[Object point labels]
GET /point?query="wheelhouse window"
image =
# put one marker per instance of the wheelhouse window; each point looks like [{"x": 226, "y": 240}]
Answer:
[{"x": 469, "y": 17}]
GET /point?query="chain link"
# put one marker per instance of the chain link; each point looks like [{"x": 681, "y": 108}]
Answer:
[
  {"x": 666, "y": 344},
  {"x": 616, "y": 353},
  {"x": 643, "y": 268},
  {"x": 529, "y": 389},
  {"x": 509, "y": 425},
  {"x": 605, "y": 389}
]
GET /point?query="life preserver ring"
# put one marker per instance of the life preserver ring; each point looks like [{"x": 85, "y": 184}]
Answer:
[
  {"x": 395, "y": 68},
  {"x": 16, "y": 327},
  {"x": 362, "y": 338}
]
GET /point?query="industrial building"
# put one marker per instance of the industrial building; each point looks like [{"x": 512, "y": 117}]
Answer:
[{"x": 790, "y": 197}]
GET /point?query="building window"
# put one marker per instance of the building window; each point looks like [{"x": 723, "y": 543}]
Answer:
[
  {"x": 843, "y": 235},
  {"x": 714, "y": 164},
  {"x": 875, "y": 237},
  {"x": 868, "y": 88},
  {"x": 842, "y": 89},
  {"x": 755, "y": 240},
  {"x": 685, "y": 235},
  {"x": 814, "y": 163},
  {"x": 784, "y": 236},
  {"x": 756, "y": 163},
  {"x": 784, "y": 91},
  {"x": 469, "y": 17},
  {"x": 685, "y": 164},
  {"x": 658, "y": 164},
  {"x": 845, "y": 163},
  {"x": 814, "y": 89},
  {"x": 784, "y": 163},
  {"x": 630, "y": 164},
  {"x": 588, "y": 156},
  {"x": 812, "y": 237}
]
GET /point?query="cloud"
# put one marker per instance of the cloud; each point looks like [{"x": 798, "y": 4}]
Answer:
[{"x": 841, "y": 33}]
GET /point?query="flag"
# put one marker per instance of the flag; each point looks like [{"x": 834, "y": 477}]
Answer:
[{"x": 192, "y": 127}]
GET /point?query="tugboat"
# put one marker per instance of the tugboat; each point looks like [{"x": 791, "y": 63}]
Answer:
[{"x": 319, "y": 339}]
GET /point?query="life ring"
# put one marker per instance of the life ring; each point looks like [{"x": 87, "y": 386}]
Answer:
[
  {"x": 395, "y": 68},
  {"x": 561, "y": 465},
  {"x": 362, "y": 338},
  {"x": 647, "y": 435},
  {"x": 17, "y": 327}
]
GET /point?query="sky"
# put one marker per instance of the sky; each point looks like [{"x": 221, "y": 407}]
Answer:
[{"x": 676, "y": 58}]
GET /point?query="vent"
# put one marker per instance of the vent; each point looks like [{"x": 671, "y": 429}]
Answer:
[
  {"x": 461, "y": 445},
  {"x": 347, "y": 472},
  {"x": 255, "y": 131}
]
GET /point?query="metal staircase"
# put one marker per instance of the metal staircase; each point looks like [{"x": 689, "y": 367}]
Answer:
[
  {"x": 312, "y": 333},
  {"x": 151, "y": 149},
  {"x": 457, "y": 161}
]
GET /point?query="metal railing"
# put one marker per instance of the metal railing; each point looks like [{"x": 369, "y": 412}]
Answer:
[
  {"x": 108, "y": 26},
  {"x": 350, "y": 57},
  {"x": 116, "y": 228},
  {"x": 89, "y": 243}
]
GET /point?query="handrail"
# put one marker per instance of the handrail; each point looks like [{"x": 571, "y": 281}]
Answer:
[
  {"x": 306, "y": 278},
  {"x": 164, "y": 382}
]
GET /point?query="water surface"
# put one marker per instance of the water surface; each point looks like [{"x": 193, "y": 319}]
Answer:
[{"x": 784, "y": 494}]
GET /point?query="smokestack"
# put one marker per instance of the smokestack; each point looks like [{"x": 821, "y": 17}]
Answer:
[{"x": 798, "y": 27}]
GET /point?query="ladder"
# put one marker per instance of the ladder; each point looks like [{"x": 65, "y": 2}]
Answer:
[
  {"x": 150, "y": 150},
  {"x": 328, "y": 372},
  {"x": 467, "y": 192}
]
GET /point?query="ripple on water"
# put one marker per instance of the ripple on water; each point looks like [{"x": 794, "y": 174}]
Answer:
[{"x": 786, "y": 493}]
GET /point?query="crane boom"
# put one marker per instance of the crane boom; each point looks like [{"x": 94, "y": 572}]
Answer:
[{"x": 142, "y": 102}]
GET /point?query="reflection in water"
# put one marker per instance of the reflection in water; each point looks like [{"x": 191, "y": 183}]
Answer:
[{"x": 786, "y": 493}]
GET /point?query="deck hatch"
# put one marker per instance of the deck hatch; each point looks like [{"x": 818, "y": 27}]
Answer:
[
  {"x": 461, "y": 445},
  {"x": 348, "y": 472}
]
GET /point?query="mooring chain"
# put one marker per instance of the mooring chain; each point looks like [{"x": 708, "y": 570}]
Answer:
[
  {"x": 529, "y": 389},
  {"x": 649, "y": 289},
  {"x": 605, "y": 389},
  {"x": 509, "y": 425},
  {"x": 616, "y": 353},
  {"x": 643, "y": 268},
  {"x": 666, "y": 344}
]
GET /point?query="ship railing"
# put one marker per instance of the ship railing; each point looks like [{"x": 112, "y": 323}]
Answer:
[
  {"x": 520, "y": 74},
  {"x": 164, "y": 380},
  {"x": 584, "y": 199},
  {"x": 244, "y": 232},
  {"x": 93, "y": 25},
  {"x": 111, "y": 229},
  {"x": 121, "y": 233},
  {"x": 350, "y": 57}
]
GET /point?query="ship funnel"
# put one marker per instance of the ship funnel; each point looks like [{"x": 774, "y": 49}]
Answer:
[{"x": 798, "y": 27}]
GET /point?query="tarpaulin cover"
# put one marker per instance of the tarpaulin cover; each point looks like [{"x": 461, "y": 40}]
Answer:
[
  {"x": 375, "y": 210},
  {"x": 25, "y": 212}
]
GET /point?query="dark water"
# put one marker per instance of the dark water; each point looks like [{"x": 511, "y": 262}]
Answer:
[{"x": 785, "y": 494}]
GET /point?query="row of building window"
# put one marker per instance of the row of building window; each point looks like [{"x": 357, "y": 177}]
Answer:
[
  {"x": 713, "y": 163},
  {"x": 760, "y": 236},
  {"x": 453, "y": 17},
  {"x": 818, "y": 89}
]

EXERCISE GOAL
Print all of the entries exactly as they are written.

EXPECTED ANSWER
GET /point?query="wheelhouse window"
image =
# put one marker per instance of the wheelhouse window; each point looks like [{"x": 226, "y": 240}]
Answer:
[{"x": 469, "y": 17}]
GET /point?query="chain link"
# put one marker per instance of the chain link; each point looks like [{"x": 681, "y": 108}]
Answer:
[
  {"x": 666, "y": 344},
  {"x": 616, "y": 353},
  {"x": 643, "y": 268},
  {"x": 529, "y": 389},
  {"x": 509, "y": 425},
  {"x": 605, "y": 389}
]
GET /point?query="life preserver ring"
# put one marker per instance of the life preserver ring; each point looks like [{"x": 85, "y": 184}]
Answer:
[
  {"x": 395, "y": 68},
  {"x": 16, "y": 327},
  {"x": 362, "y": 338}
]
GET /point?query="industrial building"
# put one marker per instance of the industrial building; each point looks like [{"x": 512, "y": 117}]
Answer:
[{"x": 790, "y": 197}]
GET /point?query="building window"
# put one marker per instance of the building window; each point looks like [{"x": 723, "y": 543}]
Answer:
[
  {"x": 843, "y": 235},
  {"x": 714, "y": 164},
  {"x": 875, "y": 237},
  {"x": 868, "y": 88},
  {"x": 842, "y": 89},
  {"x": 755, "y": 240},
  {"x": 685, "y": 235},
  {"x": 814, "y": 163},
  {"x": 784, "y": 236},
  {"x": 756, "y": 163},
  {"x": 784, "y": 91},
  {"x": 469, "y": 17},
  {"x": 685, "y": 164},
  {"x": 658, "y": 164},
  {"x": 845, "y": 163},
  {"x": 814, "y": 89},
  {"x": 784, "y": 163},
  {"x": 630, "y": 164},
  {"x": 588, "y": 156},
  {"x": 812, "y": 237}
]
GET /point?query="cloud"
# put one marker per instance of the cloud; each point looks like [{"x": 798, "y": 4}]
Answer:
[{"x": 841, "y": 33}]
GET /point?query="flag"
# put one marker per instance of the flag; each point looks like [{"x": 834, "y": 477}]
Answer:
[{"x": 192, "y": 127}]
GET /point?query="tugboat"
# put one marker per instance of the tugboat; each point looks like [{"x": 791, "y": 63}]
Answer:
[{"x": 319, "y": 339}]
GET /point?query="life ring"
# put one marker per instance of the life ring; each point looks like [{"x": 87, "y": 386}]
Answer:
[
  {"x": 395, "y": 68},
  {"x": 561, "y": 465},
  {"x": 362, "y": 338},
  {"x": 647, "y": 435},
  {"x": 17, "y": 327}
]
GET /point?query="sky"
# put one marker per instance of the sky; each point looks like [{"x": 221, "y": 407}]
Answer:
[{"x": 676, "y": 58}]
GET /point?query="vent"
# put one marker per instance of the vent; each point looks like [{"x": 671, "y": 429}]
Answer:
[
  {"x": 461, "y": 445},
  {"x": 347, "y": 472},
  {"x": 255, "y": 131}
]
GET /point?query="metal staircase"
# put one marker per instance of the metal staircase; each point looks like [{"x": 689, "y": 367}]
Answer:
[
  {"x": 312, "y": 333},
  {"x": 151, "y": 149},
  {"x": 457, "y": 161}
]
GET /point?query="metal railing"
# put one marker per instance of the metal railing; each point looks like [{"x": 369, "y": 412}]
Answer:
[
  {"x": 108, "y": 26},
  {"x": 350, "y": 57},
  {"x": 116, "y": 228},
  {"x": 89, "y": 243}
]
GET /point?query="handrail"
# put one marker per instance of the handrail; each point looks like [{"x": 571, "y": 281}]
Answer:
[
  {"x": 306, "y": 278},
  {"x": 164, "y": 382}
]
GET /point?query="water surface"
# put one marker per instance of the water surface; each point looks like [{"x": 193, "y": 319}]
Answer:
[{"x": 784, "y": 494}]
GET /point?query="smokestack"
# put one marker per instance of the smokestack; each point looks like [{"x": 821, "y": 17}]
Answer:
[{"x": 798, "y": 27}]
GET /point?query="ladder"
# put one marker per instance of the ladder; each point looks like [{"x": 65, "y": 2}]
Answer:
[
  {"x": 150, "y": 150},
  {"x": 328, "y": 372},
  {"x": 467, "y": 192}
]
GET /point?query="ripple on water"
# put one marker per instance of the ripple on water; each point looks like [{"x": 794, "y": 174}]
Answer:
[{"x": 786, "y": 493}]
GET /point?query="crane boom"
# put one marker per instance of the crane boom; each point looks like [{"x": 94, "y": 572}]
Answer:
[{"x": 142, "y": 102}]
GET /point?query="reflection in water"
# put one marker per instance of the reflection in water; each point looks like [{"x": 191, "y": 183}]
Answer:
[{"x": 786, "y": 493}]
GET /point?query="deck hatch"
# put one marker per instance of the deck hatch; each point looks like [{"x": 818, "y": 27}]
Answer:
[
  {"x": 461, "y": 445},
  {"x": 348, "y": 472}
]
GET /point?query="mooring chain"
# put one marker per instance of the mooring chain; each point looks like [{"x": 708, "y": 570}]
Answer:
[
  {"x": 529, "y": 389},
  {"x": 649, "y": 289},
  {"x": 605, "y": 389},
  {"x": 509, "y": 425},
  {"x": 616, "y": 353},
  {"x": 643, "y": 268},
  {"x": 666, "y": 344}
]
GET /point?query="ship railing"
# put one marker per instance of the ship railing; each point looks like [{"x": 112, "y": 323}]
Answer:
[
  {"x": 520, "y": 74},
  {"x": 164, "y": 380},
  {"x": 584, "y": 199},
  {"x": 244, "y": 232},
  {"x": 93, "y": 25},
  {"x": 111, "y": 229},
  {"x": 121, "y": 233},
  {"x": 350, "y": 57}
]
GET /point?query="ship funnel"
# put one marker per instance of the ship funnel; each point looks like [{"x": 774, "y": 49}]
Answer:
[{"x": 798, "y": 27}]
GET /point?query="tarpaulin cover"
# put one marker per instance of the tarpaulin cover; each point looks like [{"x": 461, "y": 40}]
Answer:
[
  {"x": 375, "y": 210},
  {"x": 25, "y": 212}
]
GET /point?query="dark water"
# put one marker per instance of the dark water; each point looks like [{"x": 511, "y": 262}]
Answer:
[{"x": 785, "y": 494}]
GET /point?query="row of building window"
# put one marker per instance of the row of building window; each point looks like [{"x": 357, "y": 177}]
Answer:
[
  {"x": 713, "y": 163},
  {"x": 760, "y": 236},
  {"x": 453, "y": 17},
  {"x": 818, "y": 89}
]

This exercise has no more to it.